#### Requirement:
Carry on the blog post about fairness and knowing the rules ahead of time, picking up right after its last sentence.

## Start Selection

Jens 'n' Frens
Idle thoughts of a relatively libertarian Republican in Cambridge, MA, and whomever he invites. Mostly political.

"A strong conviction that something must be done is the parent of many bad measures."
  -- Daniel Webster



Monday, March 24, 2003 :::
 

I was in Iowa this weekend, and as everyone who's never left New York City knows, we barely have running water there, so I didn't see this until this morning. And I thought I'd say something that may not have yet been said.


The most basic element of fairness, I think, is that the rules are known ahead of time. (The second is that all are treated the same. Note that life obeys neither of these.) My picks would definitely have been different if the scoring had been different, and it seems that we ought to play out by the rules we played in by.

## End Selection
## Start Record set

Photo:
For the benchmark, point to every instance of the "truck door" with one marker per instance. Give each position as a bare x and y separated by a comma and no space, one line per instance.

## End Record set
## Start Record set

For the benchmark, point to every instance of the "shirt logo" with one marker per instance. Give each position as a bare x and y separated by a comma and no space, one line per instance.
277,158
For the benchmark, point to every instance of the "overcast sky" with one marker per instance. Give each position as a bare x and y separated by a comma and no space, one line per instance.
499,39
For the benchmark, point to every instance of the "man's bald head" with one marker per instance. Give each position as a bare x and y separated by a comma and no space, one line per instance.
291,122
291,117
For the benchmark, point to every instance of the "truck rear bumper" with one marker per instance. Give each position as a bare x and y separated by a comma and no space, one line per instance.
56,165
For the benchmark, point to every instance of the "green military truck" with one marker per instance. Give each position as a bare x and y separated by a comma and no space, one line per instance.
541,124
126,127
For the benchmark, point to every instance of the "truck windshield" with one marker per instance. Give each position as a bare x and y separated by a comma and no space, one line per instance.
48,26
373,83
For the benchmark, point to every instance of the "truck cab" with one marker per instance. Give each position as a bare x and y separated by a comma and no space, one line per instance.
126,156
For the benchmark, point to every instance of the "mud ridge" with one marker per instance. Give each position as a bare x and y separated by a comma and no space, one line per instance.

## End Record set

#### Output for this exercise:
On the other hand, there's nothing to stop Kate — or anyone else who's given all of our picks — from calculating the score in as many ways as he/she/it likes. "Number of lines correctly filled in with someone other than the highest seed of the subbracket", "correct picks times ordinal values of the first letter of the team's name", or anything else that seems amusing. Some will be more interesting to more people than others, and if we want to brag about hitting a target none of us was aiming at, I'm sure there's no shortage of such targets we could find. I, for one, am increasingly in a position to want to look for screwy ways in which to improve my standing. In fact, I expect the few points left to be picked up will be picked up by those more conservative than I was; a lot of my picks were designed to be long-shot, big money winners early on, most likely out by the sweet sixteen, and sure enough I've lost three of my final four (two of them earlier than their seeds predicted).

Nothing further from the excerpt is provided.